### Task list
1) Answer these questions from the hit-and-run report:
(a) On which street was the crosswalk where Rikanin Kanto was hit?
(b) Where did James turn around?
(c) About what time was Rikanin crossing the street?
2) According to the hit-and-run report, why did James leave the scene instead of stopping?

Hit-and-run driver says she fled in fear

The 25-year-old Kalihi woman who says she hit a 4-year-old girl in a Moiliili crosswalk explained yesterday that she fled the scene because she was too afraid to stop.

Jelleenta James was driving her SUV to church Sunday with her mother, cousin and two young daughters inside when she hit Rikanin Kanto, who was in a crosswalk on South King Street.

James said she didn’t see the girl, but that her mother told her that she had hit someone. James turned around at Beretania Street near the Burger King, but couldn’t bear to stop and went home.

“I feel bad,” she said.

Rikanin was seriously injured in the hit-and-run near Coolidge Street, where she lives. She was crossing the street in the signal-less crosswalk with her family about 3:30 p.m. when some vehicles stopped for them.

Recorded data
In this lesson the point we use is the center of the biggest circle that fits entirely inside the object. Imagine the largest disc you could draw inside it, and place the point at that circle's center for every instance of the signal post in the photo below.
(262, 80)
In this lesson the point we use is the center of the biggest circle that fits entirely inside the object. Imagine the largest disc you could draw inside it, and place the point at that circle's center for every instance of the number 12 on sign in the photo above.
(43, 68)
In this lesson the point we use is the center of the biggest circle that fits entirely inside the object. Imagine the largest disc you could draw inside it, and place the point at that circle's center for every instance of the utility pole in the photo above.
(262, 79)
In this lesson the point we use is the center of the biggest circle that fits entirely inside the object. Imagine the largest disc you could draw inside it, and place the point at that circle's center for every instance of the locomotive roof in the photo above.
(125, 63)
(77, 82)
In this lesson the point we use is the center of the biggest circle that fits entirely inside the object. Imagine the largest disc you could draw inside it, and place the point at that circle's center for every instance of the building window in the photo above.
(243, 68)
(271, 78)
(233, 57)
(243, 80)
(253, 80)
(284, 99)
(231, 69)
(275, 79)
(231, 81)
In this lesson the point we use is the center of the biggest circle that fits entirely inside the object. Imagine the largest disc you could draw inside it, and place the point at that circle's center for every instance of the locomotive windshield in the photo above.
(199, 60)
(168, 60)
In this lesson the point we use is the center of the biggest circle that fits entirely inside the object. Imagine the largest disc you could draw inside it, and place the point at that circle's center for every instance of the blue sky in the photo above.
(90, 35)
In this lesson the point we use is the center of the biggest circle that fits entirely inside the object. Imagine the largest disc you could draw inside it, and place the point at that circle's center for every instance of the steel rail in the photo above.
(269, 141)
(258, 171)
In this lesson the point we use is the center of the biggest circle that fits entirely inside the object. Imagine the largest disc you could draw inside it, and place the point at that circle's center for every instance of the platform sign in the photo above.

### Solutions to the tasks
1)
(a) South King Street.
(b) At Beretania Street near the Burger King.
(c) About 3:30 p.m.

2) James said she fled because she was too afraid to stop. After her mother told her she had hit someone, she turned around at Beretania Street but couldn't bear to stop and went home.